Consignes de travail –
(a) Les affirmations suivantes concordent-elles avec le texte sur la peinture de genre ? Pour chacune, répondez par oui ou par non et citez mot pour mot les termes du texte qui tranchent. (i) Trois générations d'artistes ont révolutionné l'art entre la naissance de Jérôme Bosch et la mort de Pieter Bruegel l'Ancien. (ii) Les œuvres décrites se distinguent par un faible niveau technique. (iii) Dans le Vagabond de Jérôme Bosch, le démuni regarde devant lui un bordel.
(b) Réécrivez sous forme de liste le paragraphe du texte sur la peinture de genre qui commence par « Entre la naissance de Jérôme Bosch », en conservant ses faits principaux.

Texte fourni –
+--
Rencontre, à Rotterdam, avec le XVIe siècle dans sa version politiquement incorrecte.
Entre la naissance de Jérôme Bosch et la mort de Pieter Bruegel l’Ancien, trois générations d’artistes opèrent une véritable révolution dans l’art. Les sujets religieux, les paysages et les portraits qui ont longtemps formé le répertoire exclusif de la peinture perdent de leur superbe. Et pour cause : quelques artistes se détachent des » grands classiques » pour livrer des représentations de la vie quotidienne. Ce qu’on appelle » la peinture de genre « .
Le parcours s’engage sur l’art de la gravure. La discipline joua un rôle essentiel dans l’avènement de ce type de production puisque, jouissant d’une plus grande liberté, elle figura des scènes » populaires » bien avant la peinture. D’emblée, on observe que les scènes de genre s’intéressent à des moments où le difficile » train-train » est interrompu. Très nombreuses sont les représentations de kermesses et de noces où les protagonistes se laissent dominer par leurs plus bas instincts. Ce petit peuple de pochards qui festoient gaiement incarne efficacement la débauche, l’ignorance, la naïveté… Ce sont ainsi les couches les plus populaires qui sont ici immortalisées. Le manque de distinction de ces oeuvres contraste étonnamment avec leur haut niveau de sophistication artistique. La virtuosité technique est dans chaque détail. Appréciez la perfection du Vagabond de Jérôme Bosch : le démuni regarde derrière lui le spectacle qu’offre un bordel à l’arrière-plan.
+--
Jeu de données –

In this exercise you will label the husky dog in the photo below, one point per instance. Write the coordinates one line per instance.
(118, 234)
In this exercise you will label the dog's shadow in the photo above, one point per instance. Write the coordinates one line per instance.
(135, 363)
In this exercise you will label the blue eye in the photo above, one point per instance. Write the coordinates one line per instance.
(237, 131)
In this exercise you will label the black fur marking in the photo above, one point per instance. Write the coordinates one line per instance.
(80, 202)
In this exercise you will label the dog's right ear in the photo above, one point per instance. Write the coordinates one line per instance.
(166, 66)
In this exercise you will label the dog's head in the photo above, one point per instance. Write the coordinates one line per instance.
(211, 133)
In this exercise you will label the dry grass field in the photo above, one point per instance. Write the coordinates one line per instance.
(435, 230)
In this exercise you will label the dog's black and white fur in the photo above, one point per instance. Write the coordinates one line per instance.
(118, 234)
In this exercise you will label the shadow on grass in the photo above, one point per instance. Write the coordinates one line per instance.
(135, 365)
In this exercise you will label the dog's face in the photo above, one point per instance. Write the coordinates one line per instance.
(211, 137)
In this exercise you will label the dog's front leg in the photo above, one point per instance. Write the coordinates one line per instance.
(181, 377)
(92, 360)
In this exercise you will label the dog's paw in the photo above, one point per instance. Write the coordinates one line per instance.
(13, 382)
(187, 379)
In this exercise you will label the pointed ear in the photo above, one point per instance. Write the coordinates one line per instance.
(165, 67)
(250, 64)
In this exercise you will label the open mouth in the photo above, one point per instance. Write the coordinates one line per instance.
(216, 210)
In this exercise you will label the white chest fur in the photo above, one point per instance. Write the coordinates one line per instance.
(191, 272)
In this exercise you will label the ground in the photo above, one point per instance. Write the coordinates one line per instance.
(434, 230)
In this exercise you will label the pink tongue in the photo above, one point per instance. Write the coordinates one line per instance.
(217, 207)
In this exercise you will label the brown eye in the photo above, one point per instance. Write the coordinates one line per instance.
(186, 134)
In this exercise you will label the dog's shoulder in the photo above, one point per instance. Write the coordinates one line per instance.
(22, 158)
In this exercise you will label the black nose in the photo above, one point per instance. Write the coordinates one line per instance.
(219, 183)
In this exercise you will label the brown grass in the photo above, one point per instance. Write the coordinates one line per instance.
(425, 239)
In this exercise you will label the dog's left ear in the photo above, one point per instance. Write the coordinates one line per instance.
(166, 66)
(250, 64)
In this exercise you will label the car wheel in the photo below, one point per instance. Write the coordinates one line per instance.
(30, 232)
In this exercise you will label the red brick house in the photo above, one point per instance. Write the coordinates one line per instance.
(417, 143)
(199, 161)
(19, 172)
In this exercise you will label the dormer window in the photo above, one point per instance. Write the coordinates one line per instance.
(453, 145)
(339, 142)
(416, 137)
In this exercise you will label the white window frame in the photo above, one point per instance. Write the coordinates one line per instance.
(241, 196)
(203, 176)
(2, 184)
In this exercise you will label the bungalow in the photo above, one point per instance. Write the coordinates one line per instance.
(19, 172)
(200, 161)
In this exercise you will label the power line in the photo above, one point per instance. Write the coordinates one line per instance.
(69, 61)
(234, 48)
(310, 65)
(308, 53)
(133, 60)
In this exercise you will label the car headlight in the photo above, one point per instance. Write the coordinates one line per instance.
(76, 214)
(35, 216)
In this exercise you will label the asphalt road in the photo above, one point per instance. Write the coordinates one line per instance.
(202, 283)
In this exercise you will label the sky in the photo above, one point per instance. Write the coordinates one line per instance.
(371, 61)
+--
Résultats par tâche –
(a)
(i) Oui : « Entre la naissance de Jérôme Bosch et la mort de Pieter Bruegel l’Ancien, trois générations d’artistes opèrent une véritable révolution dans l’art. »
(ii) Non : « Le manque de distinction de ces oeuvres contraste étonnamment avec leur haut niveau de sophistication artistique. »
(iii) Non : « le démuni regarde derrière lui le spectacle qu’offre un bordel à l’arrière-plan. »

(b)
- Entre la naissance de Jérôme Bosch et la mort de Pieter Bruegel l’Ancien, trois générations d’artistes révolutionnent l’art.
- Les sujets religieux, les paysages et les portraits, longtemps seul répertoire de la peinture, perdent de leur superbe.
- Quelques artistes délaissent les « grands classiques » pour représenter la vie quotidienne.
- C’est ce qu’on appelle la peinture de genre.